## START The input

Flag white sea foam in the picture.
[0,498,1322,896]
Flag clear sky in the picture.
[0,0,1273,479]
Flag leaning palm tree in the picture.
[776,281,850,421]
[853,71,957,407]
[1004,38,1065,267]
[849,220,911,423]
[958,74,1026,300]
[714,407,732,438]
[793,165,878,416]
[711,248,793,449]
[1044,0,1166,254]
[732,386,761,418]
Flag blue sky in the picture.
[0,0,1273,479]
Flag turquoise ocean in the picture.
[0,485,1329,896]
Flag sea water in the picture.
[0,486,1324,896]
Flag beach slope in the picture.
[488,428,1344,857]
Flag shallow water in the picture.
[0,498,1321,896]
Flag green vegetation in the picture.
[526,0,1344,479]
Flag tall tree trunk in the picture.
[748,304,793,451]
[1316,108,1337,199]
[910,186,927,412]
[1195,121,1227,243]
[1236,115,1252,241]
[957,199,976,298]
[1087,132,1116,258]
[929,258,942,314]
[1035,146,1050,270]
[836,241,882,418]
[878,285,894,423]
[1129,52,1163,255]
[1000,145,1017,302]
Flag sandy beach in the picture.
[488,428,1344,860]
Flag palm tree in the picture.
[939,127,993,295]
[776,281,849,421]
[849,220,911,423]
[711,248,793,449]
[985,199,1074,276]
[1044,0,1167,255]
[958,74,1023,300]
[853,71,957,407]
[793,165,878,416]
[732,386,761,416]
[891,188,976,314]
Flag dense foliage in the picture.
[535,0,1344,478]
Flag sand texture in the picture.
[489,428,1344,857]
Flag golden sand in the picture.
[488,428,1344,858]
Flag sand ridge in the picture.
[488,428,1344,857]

## END The input

Set task — Reproduce every entry above word for word, leaving nothing out and changing nothing.

Solution for this problem —
Flag white sea foam in the picture.
[0,498,1322,896]
Flag clear sky in the picture.
[0,0,1273,479]
Flag leaning palm tree in the picture.
[776,281,850,421]
[853,71,957,407]
[1004,38,1065,267]
[849,220,911,423]
[958,74,1026,300]
[714,407,732,438]
[793,165,878,416]
[711,248,793,449]
[1044,0,1166,254]
[732,386,761,418]
Flag blue sky in the picture.
[0,0,1273,479]
Flag turquoise ocean in the picture.
[0,485,1329,896]
Flag sea water in the picture.
[0,486,1324,896]
Flag beach slope in the picture.
[488,428,1344,857]
Flag shallow water in the picture.
[0,498,1321,896]
Flag green vegetation in the picture.
[526,0,1344,479]
Flag tall tree trunk in the picture.
[748,304,793,451]
[1316,108,1337,199]
[910,186,927,412]
[1195,121,1227,243]
[1236,115,1252,241]
[957,199,976,298]
[1087,132,1116,258]
[929,258,942,314]
[1035,146,1050,270]
[836,241,882,418]
[878,285,894,423]
[1129,52,1163,255]
[1000,145,1017,302]
Flag sandy beach in the picture.
[488,428,1344,860]
Flag palm tree in the picture.
[939,127,993,295]
[776,281,849,421]
[849,220,911,423]
[711,248,793,449]
[985,199,1074,276]
[1044,0,1167,255]
[958,74,1023,300]
[853,71,957,407]
[793,165,878,416]
[732,386,761,416]
[891,188,976,314]
Flag dense foliage in the picture.
[535,0,1344,478]
Flag sand texture in the picture.
[489,428,1344,857]
Flag golden sand in the picture.
[488,428,1344,858]
Flag sand ridge in the picture.
[488,428,1344,857]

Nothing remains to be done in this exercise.